START INPUT FOR THIS TASK

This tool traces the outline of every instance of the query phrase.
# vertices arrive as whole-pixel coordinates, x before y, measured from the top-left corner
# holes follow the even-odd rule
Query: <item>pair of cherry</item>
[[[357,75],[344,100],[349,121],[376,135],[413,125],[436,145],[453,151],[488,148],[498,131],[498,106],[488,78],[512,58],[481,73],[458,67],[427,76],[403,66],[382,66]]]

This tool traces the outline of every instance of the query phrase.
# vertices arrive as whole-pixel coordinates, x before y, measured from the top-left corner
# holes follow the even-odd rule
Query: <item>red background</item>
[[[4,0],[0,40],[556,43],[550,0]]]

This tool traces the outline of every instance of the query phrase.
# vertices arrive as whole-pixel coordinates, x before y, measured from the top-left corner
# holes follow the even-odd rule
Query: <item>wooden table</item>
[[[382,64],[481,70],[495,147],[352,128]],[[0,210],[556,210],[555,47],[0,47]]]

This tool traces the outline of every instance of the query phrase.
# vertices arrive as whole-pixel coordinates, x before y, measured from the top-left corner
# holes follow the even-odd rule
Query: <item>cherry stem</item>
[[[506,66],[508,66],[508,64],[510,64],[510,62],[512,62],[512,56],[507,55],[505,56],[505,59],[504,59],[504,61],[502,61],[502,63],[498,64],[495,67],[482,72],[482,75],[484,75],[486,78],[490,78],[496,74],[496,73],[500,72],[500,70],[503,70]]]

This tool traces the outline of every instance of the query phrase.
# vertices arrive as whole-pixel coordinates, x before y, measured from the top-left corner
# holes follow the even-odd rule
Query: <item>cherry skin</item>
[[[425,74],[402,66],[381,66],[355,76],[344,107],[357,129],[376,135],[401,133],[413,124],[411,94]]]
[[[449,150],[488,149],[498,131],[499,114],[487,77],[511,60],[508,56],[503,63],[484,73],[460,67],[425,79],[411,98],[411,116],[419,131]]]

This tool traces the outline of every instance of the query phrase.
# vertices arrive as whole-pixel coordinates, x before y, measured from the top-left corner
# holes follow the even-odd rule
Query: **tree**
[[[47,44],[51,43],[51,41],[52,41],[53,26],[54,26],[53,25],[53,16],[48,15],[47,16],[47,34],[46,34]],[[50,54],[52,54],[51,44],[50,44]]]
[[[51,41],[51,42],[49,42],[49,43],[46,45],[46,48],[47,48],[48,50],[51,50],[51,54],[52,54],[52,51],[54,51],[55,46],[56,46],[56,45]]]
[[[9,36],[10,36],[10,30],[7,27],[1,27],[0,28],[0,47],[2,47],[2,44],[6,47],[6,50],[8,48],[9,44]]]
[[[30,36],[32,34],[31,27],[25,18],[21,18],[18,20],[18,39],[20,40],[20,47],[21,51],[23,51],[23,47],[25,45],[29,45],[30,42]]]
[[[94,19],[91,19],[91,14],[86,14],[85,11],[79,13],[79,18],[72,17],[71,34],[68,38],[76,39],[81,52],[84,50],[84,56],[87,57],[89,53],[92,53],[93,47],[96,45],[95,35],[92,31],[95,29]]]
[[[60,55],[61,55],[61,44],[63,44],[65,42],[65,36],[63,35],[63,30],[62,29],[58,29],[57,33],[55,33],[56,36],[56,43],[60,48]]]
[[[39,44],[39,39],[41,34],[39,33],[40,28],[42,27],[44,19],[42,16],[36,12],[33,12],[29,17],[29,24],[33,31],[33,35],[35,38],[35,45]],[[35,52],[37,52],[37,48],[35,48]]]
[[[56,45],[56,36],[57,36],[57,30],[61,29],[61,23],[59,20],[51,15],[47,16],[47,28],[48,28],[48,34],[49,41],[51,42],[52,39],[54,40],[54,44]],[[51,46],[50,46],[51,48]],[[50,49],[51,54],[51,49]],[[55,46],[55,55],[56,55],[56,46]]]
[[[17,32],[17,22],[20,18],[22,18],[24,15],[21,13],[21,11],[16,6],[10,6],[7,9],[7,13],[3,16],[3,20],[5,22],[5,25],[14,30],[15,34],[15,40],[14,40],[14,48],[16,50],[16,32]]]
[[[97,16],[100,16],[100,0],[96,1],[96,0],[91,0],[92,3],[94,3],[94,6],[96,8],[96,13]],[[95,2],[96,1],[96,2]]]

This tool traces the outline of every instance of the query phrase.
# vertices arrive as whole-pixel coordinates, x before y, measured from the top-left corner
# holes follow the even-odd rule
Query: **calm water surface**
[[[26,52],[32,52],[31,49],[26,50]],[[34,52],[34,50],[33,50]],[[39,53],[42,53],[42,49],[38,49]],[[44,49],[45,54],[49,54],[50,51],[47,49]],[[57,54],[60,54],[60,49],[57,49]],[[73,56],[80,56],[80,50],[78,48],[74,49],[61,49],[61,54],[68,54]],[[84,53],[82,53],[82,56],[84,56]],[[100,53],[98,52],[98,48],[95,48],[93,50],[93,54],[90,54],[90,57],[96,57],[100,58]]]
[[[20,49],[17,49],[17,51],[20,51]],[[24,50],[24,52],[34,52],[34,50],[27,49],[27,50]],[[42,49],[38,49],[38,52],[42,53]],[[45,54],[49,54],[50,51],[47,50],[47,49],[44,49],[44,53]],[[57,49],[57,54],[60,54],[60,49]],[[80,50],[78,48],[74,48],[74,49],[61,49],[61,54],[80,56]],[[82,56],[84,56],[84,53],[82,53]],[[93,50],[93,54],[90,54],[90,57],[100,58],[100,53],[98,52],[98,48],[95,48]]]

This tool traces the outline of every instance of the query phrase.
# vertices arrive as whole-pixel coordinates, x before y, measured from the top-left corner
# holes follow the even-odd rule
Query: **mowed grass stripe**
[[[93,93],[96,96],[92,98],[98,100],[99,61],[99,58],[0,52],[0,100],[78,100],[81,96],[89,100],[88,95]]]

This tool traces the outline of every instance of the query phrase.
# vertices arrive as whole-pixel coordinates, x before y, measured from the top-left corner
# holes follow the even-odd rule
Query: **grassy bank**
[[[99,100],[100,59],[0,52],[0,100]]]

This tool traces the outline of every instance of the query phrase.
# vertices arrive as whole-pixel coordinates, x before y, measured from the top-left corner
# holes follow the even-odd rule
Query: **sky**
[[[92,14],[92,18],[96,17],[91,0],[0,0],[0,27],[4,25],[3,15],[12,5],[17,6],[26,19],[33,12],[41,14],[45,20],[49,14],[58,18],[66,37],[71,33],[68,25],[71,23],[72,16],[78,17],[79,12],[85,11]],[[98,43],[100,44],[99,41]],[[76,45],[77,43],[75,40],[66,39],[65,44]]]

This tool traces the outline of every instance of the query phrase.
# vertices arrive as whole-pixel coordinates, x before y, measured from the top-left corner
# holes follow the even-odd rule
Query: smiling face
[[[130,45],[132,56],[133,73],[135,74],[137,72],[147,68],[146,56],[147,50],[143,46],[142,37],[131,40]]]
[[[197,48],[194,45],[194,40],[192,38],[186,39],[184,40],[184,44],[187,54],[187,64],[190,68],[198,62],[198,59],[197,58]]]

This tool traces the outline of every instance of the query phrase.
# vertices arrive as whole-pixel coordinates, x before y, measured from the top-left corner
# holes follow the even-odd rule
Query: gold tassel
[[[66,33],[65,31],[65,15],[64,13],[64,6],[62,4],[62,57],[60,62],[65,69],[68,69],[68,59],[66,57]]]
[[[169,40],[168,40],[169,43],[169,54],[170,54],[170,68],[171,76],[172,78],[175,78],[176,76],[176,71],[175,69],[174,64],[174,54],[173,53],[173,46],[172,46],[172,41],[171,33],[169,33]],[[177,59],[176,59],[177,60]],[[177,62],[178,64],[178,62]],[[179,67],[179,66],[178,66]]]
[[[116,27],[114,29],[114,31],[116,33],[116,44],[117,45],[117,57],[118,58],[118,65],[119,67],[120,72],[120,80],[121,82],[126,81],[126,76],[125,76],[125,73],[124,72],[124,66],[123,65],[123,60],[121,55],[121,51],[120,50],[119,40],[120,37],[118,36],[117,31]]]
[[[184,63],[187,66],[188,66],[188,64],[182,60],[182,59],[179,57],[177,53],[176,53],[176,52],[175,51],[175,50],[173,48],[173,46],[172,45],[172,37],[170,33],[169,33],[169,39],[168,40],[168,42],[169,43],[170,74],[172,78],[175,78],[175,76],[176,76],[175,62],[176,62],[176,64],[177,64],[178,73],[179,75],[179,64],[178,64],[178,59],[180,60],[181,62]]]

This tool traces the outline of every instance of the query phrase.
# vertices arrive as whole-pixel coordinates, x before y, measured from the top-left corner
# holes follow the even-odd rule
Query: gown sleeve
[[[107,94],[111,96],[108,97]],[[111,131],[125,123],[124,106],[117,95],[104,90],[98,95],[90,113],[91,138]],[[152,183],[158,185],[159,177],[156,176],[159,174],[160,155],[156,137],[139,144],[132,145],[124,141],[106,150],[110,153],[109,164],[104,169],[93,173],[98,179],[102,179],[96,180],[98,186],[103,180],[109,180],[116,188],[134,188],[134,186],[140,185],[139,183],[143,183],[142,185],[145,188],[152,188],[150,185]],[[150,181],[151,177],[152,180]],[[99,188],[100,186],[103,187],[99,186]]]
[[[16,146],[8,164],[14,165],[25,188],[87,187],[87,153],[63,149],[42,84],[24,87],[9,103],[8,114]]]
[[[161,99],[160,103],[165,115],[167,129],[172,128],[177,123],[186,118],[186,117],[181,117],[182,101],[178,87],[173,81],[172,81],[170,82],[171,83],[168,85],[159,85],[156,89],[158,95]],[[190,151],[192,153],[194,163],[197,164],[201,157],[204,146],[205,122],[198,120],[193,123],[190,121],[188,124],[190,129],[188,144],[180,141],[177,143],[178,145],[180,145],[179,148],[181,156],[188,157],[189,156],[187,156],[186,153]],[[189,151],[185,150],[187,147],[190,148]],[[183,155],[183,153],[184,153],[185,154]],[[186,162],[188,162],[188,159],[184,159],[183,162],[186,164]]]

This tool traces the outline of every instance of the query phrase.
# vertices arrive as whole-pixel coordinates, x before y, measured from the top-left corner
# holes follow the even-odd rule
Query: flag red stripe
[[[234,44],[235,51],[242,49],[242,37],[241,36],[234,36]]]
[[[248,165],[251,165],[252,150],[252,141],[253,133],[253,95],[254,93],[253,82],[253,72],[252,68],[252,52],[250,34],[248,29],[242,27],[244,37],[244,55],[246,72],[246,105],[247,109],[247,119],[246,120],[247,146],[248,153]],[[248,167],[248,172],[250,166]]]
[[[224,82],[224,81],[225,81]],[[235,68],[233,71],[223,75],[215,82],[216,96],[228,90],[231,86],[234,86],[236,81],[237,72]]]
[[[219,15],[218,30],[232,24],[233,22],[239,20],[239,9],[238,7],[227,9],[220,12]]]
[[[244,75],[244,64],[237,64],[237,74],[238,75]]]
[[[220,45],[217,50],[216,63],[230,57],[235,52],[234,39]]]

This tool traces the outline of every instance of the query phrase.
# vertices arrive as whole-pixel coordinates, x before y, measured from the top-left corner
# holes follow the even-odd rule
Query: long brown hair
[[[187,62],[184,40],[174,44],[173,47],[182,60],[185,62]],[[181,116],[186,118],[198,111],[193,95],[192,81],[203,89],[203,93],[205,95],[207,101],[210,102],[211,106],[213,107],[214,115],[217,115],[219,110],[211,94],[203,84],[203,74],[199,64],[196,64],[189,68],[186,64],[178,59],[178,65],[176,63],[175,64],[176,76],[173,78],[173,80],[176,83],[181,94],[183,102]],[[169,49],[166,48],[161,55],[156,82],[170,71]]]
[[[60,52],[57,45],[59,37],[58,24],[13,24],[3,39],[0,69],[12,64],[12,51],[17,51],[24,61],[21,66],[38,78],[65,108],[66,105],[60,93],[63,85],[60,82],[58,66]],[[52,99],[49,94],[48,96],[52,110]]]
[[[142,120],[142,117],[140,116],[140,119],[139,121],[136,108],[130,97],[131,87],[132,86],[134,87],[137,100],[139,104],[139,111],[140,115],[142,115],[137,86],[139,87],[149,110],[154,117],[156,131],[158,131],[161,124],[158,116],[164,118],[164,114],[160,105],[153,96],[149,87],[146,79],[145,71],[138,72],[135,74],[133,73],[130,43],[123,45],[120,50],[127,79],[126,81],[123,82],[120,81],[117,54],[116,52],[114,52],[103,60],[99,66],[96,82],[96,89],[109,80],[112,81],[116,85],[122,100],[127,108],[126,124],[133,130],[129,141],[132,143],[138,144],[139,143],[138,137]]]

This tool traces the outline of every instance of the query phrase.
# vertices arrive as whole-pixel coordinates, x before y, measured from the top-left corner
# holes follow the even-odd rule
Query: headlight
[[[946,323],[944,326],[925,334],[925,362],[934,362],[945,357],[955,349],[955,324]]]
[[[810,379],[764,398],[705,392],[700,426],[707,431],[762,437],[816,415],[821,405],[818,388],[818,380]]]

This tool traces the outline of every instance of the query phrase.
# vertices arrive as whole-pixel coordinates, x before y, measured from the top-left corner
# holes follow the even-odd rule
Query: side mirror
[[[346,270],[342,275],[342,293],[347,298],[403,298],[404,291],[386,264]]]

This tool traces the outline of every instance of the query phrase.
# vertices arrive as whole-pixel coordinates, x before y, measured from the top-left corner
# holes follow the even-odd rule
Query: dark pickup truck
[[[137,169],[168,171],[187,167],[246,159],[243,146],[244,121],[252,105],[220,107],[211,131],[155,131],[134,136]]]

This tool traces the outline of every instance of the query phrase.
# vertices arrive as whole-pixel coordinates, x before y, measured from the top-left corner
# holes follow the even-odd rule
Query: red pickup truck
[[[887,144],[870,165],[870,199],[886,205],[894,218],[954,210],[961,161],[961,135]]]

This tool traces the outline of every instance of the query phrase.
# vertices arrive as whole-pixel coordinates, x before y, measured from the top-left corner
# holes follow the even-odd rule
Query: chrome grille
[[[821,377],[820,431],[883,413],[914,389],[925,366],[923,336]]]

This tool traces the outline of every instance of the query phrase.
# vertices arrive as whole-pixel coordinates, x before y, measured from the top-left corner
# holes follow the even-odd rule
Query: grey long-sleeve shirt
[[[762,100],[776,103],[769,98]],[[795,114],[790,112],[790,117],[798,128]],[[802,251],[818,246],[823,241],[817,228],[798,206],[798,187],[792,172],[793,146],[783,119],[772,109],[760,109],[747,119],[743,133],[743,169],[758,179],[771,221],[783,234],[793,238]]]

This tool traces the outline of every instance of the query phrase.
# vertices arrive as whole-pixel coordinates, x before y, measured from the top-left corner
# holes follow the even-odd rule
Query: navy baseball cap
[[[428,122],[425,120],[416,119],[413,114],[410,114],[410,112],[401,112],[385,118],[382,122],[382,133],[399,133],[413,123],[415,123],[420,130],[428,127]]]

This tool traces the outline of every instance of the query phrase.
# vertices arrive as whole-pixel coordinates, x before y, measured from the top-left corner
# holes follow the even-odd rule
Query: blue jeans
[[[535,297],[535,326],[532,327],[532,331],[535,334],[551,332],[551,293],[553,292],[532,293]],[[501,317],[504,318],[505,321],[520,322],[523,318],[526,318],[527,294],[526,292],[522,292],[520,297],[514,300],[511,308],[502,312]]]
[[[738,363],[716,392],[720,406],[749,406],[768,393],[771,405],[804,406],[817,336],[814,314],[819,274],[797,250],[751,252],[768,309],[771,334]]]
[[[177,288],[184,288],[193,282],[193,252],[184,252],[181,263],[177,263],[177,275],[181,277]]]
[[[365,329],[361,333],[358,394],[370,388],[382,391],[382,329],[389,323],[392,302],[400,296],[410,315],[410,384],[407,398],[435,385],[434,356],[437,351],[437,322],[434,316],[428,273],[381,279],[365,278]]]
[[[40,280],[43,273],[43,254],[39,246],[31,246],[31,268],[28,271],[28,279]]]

END INPUT FOR THIS TASK

Present every line from the start of the material through the line containing "Query: <item>pair of cherry</item>", inclusive, as a Markdown table with the columns "Row" and "Text", omitting any blank lines.

| Row | Text |
|---|---|
| 1 | This tool traces the outline of every instance of the query phrase. |
| 2 | # vertices arrive as whole-pixel coordinates, x before y, measured from the top-left corner |
| 3 | # holes follow the even-odd rule |
| 4 | Query: <item>pair of cherry</item> |